▶ [Exercise details]: Locate each line in the rows below that contains the word "pond" and copy those lines. Case counts.

▶ [Stored data entries]:
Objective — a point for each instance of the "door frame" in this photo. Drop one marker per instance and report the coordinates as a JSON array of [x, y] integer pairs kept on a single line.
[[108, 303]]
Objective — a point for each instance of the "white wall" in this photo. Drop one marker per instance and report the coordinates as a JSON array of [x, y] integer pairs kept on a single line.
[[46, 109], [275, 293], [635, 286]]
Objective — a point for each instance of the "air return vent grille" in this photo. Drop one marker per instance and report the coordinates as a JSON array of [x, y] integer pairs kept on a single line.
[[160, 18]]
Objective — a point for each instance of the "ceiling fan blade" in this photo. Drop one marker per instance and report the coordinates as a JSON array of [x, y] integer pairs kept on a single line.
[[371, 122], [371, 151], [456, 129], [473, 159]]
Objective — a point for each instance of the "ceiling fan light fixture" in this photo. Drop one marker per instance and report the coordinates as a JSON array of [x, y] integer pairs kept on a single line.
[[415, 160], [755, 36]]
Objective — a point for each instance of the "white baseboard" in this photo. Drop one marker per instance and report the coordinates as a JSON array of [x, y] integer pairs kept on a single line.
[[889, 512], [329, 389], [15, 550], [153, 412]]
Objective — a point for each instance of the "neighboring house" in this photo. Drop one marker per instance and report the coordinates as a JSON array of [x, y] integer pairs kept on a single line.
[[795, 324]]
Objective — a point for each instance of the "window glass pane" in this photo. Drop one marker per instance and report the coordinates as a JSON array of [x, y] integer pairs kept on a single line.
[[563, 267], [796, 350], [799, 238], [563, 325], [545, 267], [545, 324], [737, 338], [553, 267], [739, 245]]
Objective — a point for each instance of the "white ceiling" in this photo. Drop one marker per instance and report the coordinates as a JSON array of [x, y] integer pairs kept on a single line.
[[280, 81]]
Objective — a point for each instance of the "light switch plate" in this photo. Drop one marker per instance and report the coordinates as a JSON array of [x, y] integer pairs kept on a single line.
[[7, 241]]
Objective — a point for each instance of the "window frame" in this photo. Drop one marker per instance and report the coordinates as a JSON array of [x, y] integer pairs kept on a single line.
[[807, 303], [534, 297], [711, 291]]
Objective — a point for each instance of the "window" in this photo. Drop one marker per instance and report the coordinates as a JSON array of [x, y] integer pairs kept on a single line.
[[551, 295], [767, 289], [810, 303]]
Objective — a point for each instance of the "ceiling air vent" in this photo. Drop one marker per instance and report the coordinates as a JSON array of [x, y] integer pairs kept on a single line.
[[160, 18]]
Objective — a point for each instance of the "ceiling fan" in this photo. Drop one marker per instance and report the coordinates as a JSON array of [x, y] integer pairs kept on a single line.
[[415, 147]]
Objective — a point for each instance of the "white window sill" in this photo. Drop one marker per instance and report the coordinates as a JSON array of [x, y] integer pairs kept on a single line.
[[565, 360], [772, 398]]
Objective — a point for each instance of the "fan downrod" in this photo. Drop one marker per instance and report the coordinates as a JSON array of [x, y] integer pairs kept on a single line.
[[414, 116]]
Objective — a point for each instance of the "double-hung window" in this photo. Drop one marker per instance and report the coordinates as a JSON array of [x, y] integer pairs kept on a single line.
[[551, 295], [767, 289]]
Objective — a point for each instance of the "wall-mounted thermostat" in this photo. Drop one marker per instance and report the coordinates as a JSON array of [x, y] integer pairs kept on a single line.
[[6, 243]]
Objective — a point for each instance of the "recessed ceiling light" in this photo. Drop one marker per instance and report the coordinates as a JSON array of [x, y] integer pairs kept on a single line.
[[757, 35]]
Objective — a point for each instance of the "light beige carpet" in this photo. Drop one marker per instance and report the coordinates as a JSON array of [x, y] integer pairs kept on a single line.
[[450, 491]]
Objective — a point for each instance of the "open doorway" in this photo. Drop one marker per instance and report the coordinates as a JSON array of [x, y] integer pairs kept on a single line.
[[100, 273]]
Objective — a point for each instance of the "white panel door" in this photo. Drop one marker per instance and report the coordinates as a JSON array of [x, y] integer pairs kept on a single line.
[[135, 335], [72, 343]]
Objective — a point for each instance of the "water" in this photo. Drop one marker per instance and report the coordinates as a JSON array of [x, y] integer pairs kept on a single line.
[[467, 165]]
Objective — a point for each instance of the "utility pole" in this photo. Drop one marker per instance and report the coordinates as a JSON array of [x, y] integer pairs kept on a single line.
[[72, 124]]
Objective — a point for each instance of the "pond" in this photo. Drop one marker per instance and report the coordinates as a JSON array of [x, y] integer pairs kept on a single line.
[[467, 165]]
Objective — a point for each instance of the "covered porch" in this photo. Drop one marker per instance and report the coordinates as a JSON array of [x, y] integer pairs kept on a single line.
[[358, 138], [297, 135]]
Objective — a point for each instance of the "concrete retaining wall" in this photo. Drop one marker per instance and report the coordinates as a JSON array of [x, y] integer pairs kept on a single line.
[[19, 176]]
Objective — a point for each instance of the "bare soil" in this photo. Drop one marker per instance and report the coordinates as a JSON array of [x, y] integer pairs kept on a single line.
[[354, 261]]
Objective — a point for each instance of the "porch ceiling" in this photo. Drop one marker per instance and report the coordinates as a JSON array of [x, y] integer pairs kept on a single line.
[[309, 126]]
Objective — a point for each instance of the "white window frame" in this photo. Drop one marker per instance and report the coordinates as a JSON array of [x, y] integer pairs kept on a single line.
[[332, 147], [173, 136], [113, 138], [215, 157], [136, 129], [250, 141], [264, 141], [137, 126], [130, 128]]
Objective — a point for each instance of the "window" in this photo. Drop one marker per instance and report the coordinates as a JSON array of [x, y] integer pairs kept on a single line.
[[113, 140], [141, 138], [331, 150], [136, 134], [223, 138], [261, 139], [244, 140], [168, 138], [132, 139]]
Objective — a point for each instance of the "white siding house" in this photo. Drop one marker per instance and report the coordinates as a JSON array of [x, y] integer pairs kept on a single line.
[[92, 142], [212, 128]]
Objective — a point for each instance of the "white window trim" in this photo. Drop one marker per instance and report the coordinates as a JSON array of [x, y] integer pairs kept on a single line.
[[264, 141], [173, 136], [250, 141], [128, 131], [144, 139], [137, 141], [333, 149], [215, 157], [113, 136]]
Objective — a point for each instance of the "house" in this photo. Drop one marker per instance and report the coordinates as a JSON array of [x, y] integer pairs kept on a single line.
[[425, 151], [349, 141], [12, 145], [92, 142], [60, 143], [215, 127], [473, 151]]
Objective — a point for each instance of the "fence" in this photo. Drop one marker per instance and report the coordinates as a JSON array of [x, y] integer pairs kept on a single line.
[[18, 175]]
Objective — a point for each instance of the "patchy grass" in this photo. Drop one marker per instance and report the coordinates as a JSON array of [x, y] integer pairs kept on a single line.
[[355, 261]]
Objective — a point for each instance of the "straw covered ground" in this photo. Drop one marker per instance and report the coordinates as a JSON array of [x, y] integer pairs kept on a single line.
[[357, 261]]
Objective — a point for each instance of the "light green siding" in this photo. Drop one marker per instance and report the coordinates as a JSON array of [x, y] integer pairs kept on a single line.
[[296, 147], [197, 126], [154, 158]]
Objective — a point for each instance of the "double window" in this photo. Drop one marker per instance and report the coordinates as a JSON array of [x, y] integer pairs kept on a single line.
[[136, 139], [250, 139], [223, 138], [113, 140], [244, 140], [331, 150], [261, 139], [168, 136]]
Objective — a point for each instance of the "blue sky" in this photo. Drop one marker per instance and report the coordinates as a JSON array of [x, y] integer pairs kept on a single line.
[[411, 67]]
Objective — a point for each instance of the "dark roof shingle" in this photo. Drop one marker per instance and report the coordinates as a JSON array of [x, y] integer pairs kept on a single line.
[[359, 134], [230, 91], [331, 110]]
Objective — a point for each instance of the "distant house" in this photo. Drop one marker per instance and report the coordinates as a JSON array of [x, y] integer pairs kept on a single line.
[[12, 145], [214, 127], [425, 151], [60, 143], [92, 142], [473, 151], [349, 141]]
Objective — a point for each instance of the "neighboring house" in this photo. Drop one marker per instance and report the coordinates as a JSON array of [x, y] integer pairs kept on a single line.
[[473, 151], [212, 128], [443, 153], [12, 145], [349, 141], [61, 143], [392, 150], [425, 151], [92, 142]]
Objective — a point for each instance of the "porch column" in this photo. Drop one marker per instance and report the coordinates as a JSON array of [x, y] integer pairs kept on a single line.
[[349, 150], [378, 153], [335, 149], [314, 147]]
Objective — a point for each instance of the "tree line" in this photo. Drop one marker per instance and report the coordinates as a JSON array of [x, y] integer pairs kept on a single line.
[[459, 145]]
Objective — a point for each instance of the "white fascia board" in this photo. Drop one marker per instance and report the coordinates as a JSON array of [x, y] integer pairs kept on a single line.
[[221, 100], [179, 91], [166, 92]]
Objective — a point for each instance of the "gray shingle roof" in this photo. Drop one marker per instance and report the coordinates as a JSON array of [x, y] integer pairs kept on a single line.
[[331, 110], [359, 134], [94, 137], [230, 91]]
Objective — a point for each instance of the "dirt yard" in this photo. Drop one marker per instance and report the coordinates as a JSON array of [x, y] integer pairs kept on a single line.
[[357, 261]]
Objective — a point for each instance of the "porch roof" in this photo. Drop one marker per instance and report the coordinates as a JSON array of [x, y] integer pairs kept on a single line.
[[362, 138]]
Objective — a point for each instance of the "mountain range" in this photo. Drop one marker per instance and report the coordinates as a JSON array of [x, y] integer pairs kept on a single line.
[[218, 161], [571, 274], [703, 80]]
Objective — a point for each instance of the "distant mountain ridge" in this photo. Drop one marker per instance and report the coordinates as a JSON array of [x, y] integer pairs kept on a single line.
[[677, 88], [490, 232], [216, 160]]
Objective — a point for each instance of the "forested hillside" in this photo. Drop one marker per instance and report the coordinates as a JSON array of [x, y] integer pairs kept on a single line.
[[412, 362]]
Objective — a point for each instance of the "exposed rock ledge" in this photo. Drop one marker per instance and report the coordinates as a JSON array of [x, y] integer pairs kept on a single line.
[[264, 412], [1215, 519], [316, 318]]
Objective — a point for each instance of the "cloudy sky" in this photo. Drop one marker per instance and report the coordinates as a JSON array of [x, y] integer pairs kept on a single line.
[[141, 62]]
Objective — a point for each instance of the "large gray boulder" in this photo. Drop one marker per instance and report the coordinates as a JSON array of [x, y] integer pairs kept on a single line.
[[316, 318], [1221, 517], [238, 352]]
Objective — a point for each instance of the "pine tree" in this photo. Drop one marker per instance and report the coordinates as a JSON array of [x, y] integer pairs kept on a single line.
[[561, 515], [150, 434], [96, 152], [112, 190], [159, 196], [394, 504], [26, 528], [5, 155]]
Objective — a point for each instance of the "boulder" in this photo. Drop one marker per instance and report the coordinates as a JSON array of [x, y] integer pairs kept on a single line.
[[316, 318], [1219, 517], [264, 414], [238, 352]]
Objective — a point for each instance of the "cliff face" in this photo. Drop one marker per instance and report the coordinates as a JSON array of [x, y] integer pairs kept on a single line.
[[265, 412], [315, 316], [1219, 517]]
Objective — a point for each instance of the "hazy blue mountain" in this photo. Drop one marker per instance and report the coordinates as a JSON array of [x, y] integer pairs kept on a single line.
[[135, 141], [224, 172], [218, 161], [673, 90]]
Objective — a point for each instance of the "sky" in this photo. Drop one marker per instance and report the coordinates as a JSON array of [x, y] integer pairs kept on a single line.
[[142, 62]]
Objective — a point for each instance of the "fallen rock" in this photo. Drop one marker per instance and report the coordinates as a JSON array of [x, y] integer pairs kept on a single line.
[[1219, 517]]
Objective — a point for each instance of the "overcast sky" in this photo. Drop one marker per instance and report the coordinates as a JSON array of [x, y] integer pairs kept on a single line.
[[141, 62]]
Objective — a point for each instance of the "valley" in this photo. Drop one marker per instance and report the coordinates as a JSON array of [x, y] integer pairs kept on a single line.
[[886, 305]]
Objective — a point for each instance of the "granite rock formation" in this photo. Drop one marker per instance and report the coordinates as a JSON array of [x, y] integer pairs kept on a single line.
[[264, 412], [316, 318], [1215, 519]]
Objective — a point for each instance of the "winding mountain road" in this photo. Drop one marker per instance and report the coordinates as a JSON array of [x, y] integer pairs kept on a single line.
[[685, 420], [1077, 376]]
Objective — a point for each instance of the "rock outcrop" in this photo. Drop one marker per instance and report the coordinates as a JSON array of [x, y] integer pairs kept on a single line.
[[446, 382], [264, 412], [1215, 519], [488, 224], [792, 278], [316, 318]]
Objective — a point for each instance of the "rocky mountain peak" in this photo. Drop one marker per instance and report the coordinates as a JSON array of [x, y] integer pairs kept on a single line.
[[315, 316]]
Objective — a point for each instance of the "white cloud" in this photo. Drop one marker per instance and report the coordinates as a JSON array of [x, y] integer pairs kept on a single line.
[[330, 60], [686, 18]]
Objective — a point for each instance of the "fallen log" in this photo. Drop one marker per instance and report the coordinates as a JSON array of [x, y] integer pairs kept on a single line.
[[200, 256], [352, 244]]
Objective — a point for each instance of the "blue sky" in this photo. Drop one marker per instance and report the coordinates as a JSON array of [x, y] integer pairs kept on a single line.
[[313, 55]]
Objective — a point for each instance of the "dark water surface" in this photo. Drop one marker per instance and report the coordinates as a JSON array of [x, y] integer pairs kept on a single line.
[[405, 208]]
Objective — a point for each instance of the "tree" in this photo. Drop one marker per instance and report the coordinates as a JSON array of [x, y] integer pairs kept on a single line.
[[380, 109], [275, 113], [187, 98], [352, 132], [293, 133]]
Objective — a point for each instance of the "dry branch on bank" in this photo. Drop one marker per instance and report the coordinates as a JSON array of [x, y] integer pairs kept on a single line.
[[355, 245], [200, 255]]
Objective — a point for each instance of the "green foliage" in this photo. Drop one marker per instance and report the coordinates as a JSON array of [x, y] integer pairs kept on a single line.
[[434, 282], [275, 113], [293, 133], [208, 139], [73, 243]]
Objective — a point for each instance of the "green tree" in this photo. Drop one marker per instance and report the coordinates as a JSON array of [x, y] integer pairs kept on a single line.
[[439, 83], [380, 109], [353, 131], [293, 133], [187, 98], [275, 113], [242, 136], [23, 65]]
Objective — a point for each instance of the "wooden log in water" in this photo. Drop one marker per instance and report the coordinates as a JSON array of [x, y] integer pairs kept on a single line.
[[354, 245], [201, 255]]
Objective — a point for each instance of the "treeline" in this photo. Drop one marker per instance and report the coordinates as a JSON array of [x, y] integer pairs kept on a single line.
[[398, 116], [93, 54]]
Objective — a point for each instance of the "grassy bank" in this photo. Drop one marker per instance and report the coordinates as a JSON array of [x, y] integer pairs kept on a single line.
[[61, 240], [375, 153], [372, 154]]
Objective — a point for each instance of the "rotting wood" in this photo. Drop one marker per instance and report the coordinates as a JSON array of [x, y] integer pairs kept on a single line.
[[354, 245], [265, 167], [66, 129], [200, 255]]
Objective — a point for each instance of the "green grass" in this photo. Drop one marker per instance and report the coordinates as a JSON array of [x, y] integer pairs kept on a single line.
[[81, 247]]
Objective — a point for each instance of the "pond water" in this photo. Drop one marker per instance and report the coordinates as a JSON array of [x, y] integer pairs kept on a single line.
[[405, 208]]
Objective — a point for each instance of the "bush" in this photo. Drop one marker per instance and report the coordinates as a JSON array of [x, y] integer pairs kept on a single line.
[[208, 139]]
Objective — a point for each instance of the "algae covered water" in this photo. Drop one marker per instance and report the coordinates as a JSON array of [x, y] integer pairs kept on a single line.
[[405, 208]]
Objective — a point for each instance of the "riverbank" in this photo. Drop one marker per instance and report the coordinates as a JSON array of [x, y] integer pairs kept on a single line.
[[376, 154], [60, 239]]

▶ [Finished answer]:
Objective — a point for each instance of the "pond" in this photo. Drop one marker per instance and report the coordinates as a JSON array of [x, y] integer pairs kept on a single line.
Objective — a point for each instance of the "pond water" in this photo. Drop one marker per instance and report the coordinates as a JSON array of [x, y] integer pairs kept on a single line.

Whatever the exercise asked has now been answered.